* WHAT THE TASK ASKS
The entries below must be returned exactly as they stand.

____________________

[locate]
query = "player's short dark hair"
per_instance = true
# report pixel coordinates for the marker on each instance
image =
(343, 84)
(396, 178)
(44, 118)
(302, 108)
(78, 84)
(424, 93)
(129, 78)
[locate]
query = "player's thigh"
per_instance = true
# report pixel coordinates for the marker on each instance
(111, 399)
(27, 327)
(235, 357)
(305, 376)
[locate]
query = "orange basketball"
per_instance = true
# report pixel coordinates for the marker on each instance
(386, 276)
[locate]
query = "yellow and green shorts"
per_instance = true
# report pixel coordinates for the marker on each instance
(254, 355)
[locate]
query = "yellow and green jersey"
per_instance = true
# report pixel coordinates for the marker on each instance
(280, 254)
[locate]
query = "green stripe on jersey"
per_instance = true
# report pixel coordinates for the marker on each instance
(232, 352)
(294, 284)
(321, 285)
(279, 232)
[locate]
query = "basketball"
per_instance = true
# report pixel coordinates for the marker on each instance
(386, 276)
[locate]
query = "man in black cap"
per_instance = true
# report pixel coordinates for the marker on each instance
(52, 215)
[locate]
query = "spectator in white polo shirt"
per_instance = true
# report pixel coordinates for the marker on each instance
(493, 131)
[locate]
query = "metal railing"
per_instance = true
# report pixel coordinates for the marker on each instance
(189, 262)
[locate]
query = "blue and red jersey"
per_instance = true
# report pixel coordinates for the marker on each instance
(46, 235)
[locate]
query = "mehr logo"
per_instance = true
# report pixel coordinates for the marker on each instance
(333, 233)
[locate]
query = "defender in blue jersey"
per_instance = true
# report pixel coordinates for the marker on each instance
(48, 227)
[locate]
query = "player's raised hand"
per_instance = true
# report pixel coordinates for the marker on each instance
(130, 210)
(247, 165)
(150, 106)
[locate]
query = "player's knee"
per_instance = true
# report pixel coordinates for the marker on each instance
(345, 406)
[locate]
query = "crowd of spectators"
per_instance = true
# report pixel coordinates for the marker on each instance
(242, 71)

____________________

* ANSWER FOR THIS EXERCISE
[locate]
query = "player's short dark hair"
per_instance = true
# report pixel coordinates for the marker on each instance
image =
(343, 84)
(396, 178)
(44, 118)
(302, 108)
(78, 84)
(424, 93)
(129, 78)
[locate]
query = "player's thigh"
per_instance = true
# report pixel coordinates for the marker on each instance
(111, 399)
(27, 327)
(235, 357)
(305, 376)
[locate]
query = "orange basketball"
per_instance = true
# report pixel coordinates for the marker on each instance
(386, 276)
[locate]
query = "yellow and green shorts"
per_instance = true
# report pixel coordinates for the marker on each instance
(254, 355)
[locate]
query = "yellow and green jersey"
per_instance = true
# report pixel coordinates for the marker on each instance
(280, 254)
[locate]
query = "green stripe on jersey"
per_instance = true
# report pixel coordinates for the marker on each instance
(232, 352)
(294, 284)
(321, 285)
(279, 232)
[locate]
query = "basketball"
per_instance = true
# report pixel coordinates for the marker on each instance
(386, 276)
[locate]
query = "man in black cap"
per_instance = true
# report pixel coordinates for the marker on each instance
(52, 215)
[locate]
query = "spectator in white polo shirt"
per_instance = true
# report pixel coordinates for the marker on each instance
(493, 131)
[locate]
query = "metal railing"
per_instance = true
# report pixel coordinates for the marker on each instance
(189, 262)
[locate]
query = "blue and red jersey"
per_instance = true
# report pixel coordinates for the marker on each instance
(46, 235)
[locate]
query = "mehr logo"
per_instance = true
# report pixel coordinates for the marker on each instance
(333, 233)
[locate]
query = "defender in blue jersey"
per_instance = true
# report pixel coordinates for the marker on each instance
(48, 227)
[locate]
query = "player's raised hand"
per_instance = true
# report pixel coordinates for the marker on each instance
(130, 210)
(247, 165)
(150, 106)
[locate]
query = "player's knee"
per_instance = true
# report pixel coordinates for the marker on each instance
(345, 406)
[locate]
query = "crowd of spectators"
per_instance = true
# report pixel coordinates for the marker on each instance
(242, 71)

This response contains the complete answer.